# Task
Swap "foliage" for "leaves" in the records from the line containing "Every instance of the tree" through the end, and give back only those lines with everything else unchanged.

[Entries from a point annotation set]

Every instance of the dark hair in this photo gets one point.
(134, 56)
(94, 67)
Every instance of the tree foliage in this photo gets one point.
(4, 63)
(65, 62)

# Final result
Every instance of the tree leaves in this photo gets one point.
(4, 63)
(65, 62)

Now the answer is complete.